== Supplied text ==
## Start
## 7A.3A Reaction Concentration

$aR \to bP, Rate = -\frac{1}{a} \frac{d[R]}{dt} = \frac{1}{b}\frac{d[P]}{dt}$

J Medina 2I
Posts: 102
Joined: Wed Sep 25, 2019 12:17 am

### 7A.3A Reaction Concentration

I'm confused on the following question and was wondering if someone could provide a mental walkthrough of how they got the answer. (The answer is given by the textbook: (a) Second order in NO, first order in O2 )

"When the NO concentration is doubled, the rate of the reaction 2NO (g) + O2 (g) ---> 2NO2 (g) increases by a factor of 4. When both the O2 and the NO concentrations are doubled, the rate increases by a factor of 8.What are (a) the reaction order with respect to each reactant,"

Daniel Honeychurch1C
Posts: 109
Joined: Thu Jul 11, 2019 12:15 am

### Re: 7A.3A Reaction Concentration

When NO is doubled, the reaction rate increases by a factor of 4: the reaction order with respect to NO must be 2nd order (2^2 = 4)

When both NO and O2 are doubled the reaction rate increases by a factor of 8: we already know that NO is 2nd order, so its doubling alone results in the reaction order increasing by a factor of 4. Therefore, O2 must be first order, so that its doubling alone results in the reaction rate doubling. (Overall: 2^2 * 2^1 = 4 * 2 = 8)

Leonardo Le Merle 1D
Posts: 56
Joined: Wed Feb 27, 2019 12:16 am

### Re: 7A.3A Reaction Concentration

It helps me to isolate the reactant's effects on rate in an algebraic format.
2A = 4
2A*2B=8
Where A and B are the reactant's orders.
Therefore A must equal 2 and B must equal 1.

Tanmay Singhal 1H
Posts: 143
Joined: Sat Jul 20, 2019 12:16 am

### Re: 7A.3A Reaction Concentration

you have to find the order equation and mentally do the math
## End
== Dataset extract ==
## Start
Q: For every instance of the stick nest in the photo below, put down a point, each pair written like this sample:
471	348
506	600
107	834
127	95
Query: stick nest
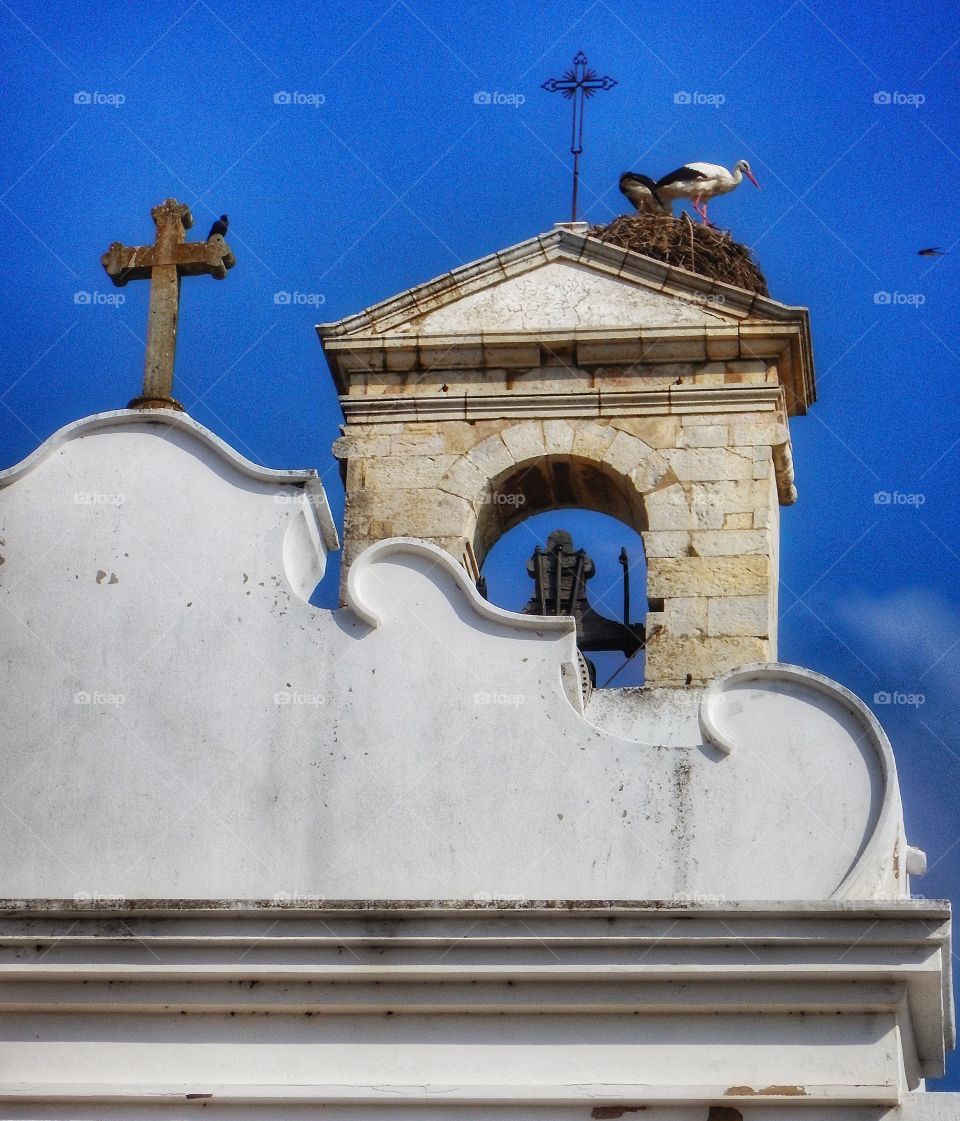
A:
686	244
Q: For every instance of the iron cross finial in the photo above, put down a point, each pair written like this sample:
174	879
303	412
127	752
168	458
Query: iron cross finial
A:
577	85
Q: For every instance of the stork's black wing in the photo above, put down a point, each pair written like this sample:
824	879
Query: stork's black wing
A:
681	175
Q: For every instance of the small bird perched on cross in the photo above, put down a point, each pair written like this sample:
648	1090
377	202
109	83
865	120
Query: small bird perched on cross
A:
219	228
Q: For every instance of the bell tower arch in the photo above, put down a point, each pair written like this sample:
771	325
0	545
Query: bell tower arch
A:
571	372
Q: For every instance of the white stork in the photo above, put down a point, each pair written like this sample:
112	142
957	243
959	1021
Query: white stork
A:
701	182
642	192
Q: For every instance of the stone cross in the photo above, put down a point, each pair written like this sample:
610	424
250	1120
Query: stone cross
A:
163	263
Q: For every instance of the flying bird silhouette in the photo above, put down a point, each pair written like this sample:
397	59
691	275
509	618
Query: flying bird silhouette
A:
219	228
642	192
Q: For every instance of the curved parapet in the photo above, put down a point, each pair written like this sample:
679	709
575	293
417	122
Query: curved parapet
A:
757	704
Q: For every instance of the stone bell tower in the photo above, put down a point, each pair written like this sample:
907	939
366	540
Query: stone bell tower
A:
570	372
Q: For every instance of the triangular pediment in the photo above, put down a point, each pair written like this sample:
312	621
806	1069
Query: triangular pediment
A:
564	280
562	295
569	293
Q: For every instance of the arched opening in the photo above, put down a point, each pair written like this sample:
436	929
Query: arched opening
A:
602	513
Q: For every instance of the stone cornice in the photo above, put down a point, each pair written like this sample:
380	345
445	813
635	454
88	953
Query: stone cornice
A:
786	344
302	955
756	325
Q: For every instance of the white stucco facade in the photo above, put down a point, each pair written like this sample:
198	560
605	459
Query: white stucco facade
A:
260	859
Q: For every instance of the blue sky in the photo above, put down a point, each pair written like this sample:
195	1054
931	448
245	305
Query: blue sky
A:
386	172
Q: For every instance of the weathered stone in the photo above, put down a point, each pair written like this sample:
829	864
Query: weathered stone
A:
652	473
714	543
405	472
666	543
684	659
491	456
591	441
557	436
766	432
670	509
703	435
626	452
415	444
465	480
730	496
709	464
657	432
739	615
525	441
350	446
686	615
722	575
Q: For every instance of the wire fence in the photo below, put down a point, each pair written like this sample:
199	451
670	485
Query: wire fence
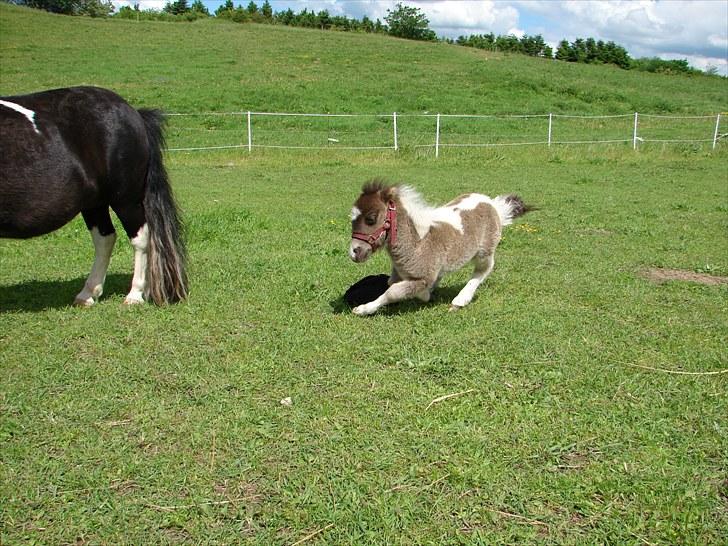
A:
434	132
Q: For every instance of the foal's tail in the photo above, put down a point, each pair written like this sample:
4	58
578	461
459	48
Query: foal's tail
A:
509	207
166	255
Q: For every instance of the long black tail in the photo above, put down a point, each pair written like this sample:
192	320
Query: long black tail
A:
167	255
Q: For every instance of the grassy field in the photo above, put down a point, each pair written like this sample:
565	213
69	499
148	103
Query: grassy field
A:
135	425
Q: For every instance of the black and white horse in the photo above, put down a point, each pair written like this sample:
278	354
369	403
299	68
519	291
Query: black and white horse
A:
84	149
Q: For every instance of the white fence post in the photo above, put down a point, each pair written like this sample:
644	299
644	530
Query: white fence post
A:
394	119
715	133
250	134
550	125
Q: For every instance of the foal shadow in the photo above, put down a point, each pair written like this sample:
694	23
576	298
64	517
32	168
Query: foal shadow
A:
441	296
41	295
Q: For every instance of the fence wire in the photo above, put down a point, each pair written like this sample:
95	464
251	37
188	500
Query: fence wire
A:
249	130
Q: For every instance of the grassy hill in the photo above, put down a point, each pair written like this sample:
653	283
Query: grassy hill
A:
589	401
218	65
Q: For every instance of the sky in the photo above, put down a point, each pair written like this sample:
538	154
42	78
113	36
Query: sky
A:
696	30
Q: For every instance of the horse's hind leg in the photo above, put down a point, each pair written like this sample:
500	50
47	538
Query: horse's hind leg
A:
483	267
134	222
103	234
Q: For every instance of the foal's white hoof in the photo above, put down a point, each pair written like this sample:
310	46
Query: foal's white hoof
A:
363	310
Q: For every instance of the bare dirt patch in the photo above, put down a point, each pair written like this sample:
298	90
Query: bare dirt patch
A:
659	275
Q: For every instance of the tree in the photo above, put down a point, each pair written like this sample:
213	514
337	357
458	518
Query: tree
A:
178	7
563	51
226	9
408	22
92	8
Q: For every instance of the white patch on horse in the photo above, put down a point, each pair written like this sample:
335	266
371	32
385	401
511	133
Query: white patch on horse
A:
139	282
27	113
94	286
425	216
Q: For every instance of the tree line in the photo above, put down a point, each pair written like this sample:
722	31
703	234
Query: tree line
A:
402	21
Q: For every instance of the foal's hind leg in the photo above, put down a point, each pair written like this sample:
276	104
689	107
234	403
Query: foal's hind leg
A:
99	223
483	267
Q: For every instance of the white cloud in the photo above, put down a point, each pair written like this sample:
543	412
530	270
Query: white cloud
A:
696	30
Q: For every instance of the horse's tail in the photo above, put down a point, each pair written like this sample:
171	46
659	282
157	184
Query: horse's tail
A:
509	207
166	255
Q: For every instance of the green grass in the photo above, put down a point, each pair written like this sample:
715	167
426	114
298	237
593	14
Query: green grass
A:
164	425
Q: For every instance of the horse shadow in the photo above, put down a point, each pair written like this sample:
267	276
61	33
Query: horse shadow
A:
33	296
441	295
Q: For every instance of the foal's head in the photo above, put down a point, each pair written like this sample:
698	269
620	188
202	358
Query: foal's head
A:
373	220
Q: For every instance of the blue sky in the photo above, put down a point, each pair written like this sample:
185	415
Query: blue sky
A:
696	30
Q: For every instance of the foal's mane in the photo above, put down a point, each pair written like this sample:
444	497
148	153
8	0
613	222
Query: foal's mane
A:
375	185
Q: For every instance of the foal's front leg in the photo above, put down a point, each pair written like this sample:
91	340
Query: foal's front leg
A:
399	291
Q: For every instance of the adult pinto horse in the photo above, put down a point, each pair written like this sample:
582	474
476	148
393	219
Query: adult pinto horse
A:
426	242
84	149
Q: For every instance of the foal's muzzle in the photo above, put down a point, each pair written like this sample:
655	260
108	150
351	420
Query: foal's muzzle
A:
359	251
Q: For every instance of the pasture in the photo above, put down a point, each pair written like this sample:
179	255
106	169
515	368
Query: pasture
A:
149	424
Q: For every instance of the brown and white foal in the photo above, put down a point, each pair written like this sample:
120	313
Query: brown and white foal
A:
426	242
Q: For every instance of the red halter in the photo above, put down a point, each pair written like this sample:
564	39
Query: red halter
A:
389	226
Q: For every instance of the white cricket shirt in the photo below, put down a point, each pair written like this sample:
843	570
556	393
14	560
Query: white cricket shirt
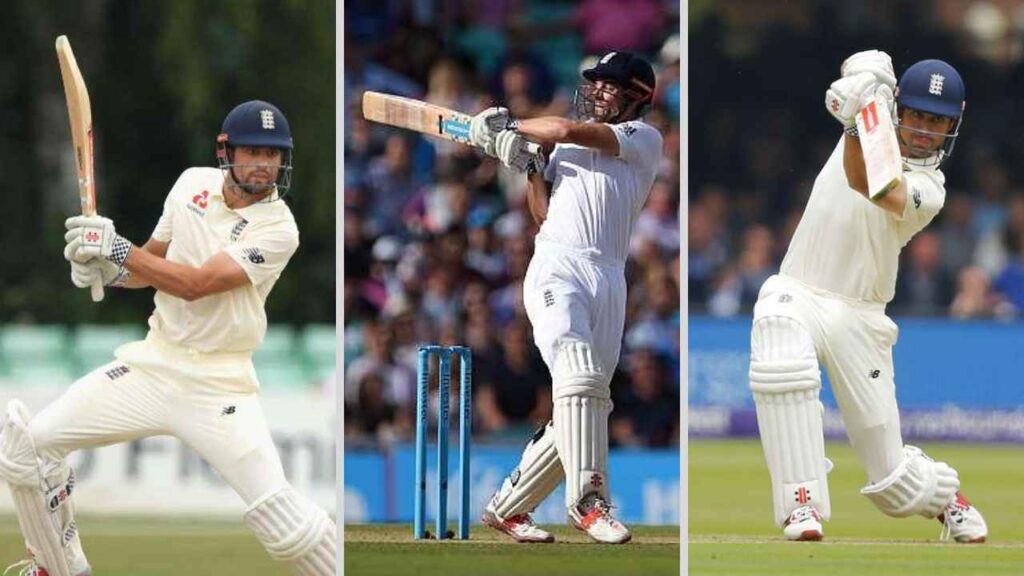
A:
849	246
596	198
198	223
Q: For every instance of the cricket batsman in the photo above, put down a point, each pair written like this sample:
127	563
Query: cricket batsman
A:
587	187
827	304
222	241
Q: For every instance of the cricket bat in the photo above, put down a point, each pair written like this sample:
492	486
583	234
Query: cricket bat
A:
881	150
421	117
80	113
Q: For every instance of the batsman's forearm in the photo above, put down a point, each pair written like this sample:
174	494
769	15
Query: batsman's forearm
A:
177	280
547	129
538	196
853	164
856	176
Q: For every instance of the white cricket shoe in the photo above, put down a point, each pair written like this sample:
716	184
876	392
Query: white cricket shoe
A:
804	525
29	567
520	527
963	523
593	516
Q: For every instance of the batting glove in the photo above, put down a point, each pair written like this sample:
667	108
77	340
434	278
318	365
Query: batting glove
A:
519	154
84	270
485	127
843	97
876	62
98	239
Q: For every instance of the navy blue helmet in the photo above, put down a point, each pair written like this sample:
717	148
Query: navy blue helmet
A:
256	123
632	73
935	87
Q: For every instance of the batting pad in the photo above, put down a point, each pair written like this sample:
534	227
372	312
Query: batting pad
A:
42	498
296	531
538	475
578	371
918	486
785	382
582	437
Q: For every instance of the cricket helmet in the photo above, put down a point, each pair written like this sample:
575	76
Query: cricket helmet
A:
256	123
935	87
632	73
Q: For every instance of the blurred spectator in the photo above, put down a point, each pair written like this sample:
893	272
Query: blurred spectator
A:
923	287
645	411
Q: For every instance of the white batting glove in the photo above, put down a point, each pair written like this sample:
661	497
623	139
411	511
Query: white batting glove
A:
843	97
84	270
875	62
98	239
886	100
519	154
485	127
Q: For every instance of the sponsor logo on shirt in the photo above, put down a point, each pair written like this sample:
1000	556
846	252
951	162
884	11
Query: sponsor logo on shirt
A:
117	372
237	231
200	203
254	255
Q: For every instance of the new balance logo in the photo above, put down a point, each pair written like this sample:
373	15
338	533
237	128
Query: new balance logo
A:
254	256
803	495
266	117
117	372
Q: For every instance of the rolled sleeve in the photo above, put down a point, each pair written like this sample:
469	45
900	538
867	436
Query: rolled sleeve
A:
264	254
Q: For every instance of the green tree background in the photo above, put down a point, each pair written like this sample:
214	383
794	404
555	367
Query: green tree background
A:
162	75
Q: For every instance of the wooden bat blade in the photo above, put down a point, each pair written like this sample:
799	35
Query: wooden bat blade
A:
417	115
80	115
881	149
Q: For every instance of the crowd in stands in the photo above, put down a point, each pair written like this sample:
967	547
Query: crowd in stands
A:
438	237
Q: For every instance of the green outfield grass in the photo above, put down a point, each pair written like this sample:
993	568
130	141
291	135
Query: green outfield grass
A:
121	546
381	549
731	530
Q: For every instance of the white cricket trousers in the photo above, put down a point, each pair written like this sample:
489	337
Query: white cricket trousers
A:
570	295
158	388
853	340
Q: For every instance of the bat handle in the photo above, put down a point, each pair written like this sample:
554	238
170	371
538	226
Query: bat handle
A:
97	290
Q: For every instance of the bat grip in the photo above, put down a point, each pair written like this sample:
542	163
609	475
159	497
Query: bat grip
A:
97	290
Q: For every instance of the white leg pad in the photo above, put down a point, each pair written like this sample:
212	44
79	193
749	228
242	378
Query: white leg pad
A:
582	436
578	371
41	491
538	475
918	486
785	381
295	531
582	396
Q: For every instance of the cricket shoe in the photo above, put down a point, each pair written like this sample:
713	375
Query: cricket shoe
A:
29	567
804	525
519	527
963	523
593	516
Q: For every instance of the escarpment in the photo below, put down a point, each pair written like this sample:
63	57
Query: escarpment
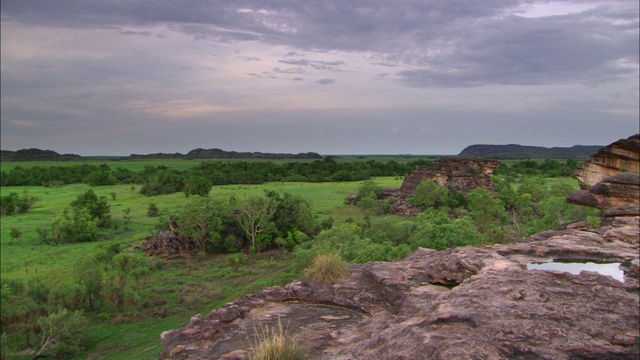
## End
== List of tasks ==
1. Repeat the passage of the reaction-order thread starting with "Daniel Honeychurch1C" and going on through "order (2^2 = 4)", word for word.
2. Reproduce the rows exactly, starting with the line with "Q: For every instance of the cricket shoe" and going on through the end of the rows, leaving the pictures out.

== Responses to the tasks ==
1.
Daniel Honeychurch1C
Posts: 109
Joined: Thu Jul 11, 2019 12:15 am

### Re: 7A.3A Reaction Concentration

When NO is doubled, the reaction rate increases by a factor of 4: the reaction order with respect to NO must be 2nd order (2^2 = 4)

2.
Q: For every instance of the cricket shoe in the photo above, put down a point, each pair written like this sample:
713	375
Query: cricket shoe
A:
29	567
804	525
519	527
963	523
593	516
Q: For every instance of the escarpment in the photo below, put down a point, each pair written like this sample:
63	57
Query: escarpment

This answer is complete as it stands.